## [TO BE DONE]
Give the listing below again in full, exactly as written.

⁂

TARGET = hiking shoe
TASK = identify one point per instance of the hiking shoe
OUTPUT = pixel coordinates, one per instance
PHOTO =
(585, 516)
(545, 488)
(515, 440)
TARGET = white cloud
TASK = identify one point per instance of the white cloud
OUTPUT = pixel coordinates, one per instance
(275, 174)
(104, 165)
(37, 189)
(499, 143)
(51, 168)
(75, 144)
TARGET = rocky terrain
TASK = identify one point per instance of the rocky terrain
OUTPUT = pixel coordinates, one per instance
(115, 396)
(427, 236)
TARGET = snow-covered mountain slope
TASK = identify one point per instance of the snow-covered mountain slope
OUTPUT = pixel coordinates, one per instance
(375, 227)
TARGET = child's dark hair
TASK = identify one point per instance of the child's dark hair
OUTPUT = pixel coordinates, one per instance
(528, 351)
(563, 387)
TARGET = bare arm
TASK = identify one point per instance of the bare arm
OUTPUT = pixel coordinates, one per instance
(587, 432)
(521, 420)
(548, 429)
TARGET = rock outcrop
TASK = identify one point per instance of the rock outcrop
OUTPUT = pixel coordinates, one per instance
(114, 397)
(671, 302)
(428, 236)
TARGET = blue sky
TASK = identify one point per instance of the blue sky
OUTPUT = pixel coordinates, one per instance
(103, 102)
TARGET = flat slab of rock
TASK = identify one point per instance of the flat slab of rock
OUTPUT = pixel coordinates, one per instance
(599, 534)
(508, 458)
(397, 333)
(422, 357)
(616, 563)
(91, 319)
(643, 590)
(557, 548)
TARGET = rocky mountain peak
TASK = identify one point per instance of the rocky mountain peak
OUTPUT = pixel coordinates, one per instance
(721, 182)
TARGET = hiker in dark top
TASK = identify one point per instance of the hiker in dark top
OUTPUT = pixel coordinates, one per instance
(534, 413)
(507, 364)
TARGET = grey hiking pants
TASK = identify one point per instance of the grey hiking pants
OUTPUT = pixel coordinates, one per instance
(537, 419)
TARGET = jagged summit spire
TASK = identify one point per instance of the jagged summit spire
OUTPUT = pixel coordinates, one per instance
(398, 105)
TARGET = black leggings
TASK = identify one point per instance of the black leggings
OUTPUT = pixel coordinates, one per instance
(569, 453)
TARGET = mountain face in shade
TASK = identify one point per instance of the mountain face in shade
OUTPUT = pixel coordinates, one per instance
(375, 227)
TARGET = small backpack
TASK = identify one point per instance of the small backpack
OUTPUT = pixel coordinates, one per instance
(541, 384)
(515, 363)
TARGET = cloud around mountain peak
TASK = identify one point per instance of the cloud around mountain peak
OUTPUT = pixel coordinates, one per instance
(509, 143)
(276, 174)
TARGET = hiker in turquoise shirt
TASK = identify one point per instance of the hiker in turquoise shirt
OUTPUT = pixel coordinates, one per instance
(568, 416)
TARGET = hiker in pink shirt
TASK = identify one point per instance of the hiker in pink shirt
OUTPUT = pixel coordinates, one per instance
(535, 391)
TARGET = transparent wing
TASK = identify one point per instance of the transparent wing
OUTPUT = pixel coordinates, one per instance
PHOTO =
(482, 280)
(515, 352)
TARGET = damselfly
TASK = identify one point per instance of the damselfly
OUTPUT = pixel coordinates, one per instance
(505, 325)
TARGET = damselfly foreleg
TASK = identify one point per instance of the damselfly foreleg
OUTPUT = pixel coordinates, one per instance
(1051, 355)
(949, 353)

⁂

## [TASK OUTPUT]
TARGET = hiking shoe
TASK = identify one point per instance of the hiking shoe
OUTPUT = pixel coordinates, one per instance
PHOTO =
(585, 516)
(545, 488)
(515, 440)
TARGET = white cloud
TASK = identify one point per instance of the white cloud
OUTPUT = pixel coordinates, one per instance
(275, 174)
(104, 165)
(37, 189)
(499, 143)
(51, 168)
(75, 144)
TARGET = rocky terrain
TASK = identify one point per instance of the rocky terrain
OUTPUT = pixel coordinates, one per instance
(115, 396)
(427, 236)
TARGET = snow-covered mountain slope
TASK = identify one point per instance of the snow-covered mountain slope
OUTPUT = pixel coordinates, one per instance
(375, 227)
TARGET = child's dark hair
TASK = identify one point per instance of the child's dark hair
OUTPUT = pixel coordinates, one per instance
(528, 351)
(563, 387)
TARGET = bare arm
TASK = identify one point per instance of the bare arm
OUTPUT = pixel coordinates, one per instance
(587, 432)
(521, 420)
(548, 429)
TARGET = rock outcrop
TASK = identify one point per instance of the rock outcrop
OUTPUT = pixel coordinates, one per instance
(114, 397)
(671, 302)
(428, 236)
TARGET = blue sky
TASK = identify one point per instance of the blue sky
OUTPUT = pixel coordinates, one per instance
(103, 102)
TARGET = flat slab of rock
TASK = identify one point per instance of the flat slab of rock
OUTPUT = pixel coordinates, one per instance
(599, 534)
(508, 458)
(397, 333)
(422, 357)
(616, 563)
(91, 319)
(643, 590)
(557, 548)
TARGET = rocky mountain peak
TASK = identify one point per instance of the rocky mountain peak
OUTPUT = pixel coordinates, one per instance
(721, 182)
TARGET = hiker in dark top
TASK = identify one point per instance of the hiker in dark top
OUTPUT = pixel coordinates, one per instance
(534, 413)
(507, 364)
TARGET = grey hiking pants
TASK = identify one point per instance of the grey hiking pants
OUTPUT = pixel coordinates, one per instance
(537, 419)
TARGET = jagged summit spire
TASK = identify one point per instance of the jagged summit spire
OUTPUT = pixel coordinates, one per instance
(398, 105)
TARGET = black leggings
TASK = identify one point per instance of the black leggings
OUTPUT = pixel coordinates, one per instance
(569, 453)
TARGET = mountain face in shade
TASK = identify one point per instance of the mountain face in shade
OUTPUT = pixel coordinates, one per instance
(375, 227)
TARGET = small backpack
TASK = identify one point per instance of the small backpack
OUTPUT = pixel coordinates, one per instance
(541, 384)
(515, 363)
TARGET = cloud around mountain peak
TASK = identify one point per instance of the cloud around mountain peak
OUTPUT = pixel coordinates, one per instance
(509, 143)
(276, 174)
TARGET = hiker in turquoise shirt
TASK = identify one point per instance of the hiker in turquoise shirt
OUTPUT = pixel coordinates, one per instance
(568, 416)
TARGET = hiker in pink shirt
TASK = identify one point per instance of the hiker in pink shirt
OUTPUT = pixel coordinates, one per instance
(535, 391)
TARGET = transparent wing
TASK = identify one point per instance of the transparent wing
OUTPUT = pixel coordinates, one per instance
PHOTO =
(482, 280)
(515, 352)
TARGET = damselfly
TASK = identify one point per instance of the damselfly
OUTPUT = pixel coordinates, one per instance
(505, 325)
TARGET = damselfly foreleg
TASK = identify one point per instance of the damselfly foreleg
OUTPUT = pixel coordinates, one per instance
(1051, 355)
(949, 353)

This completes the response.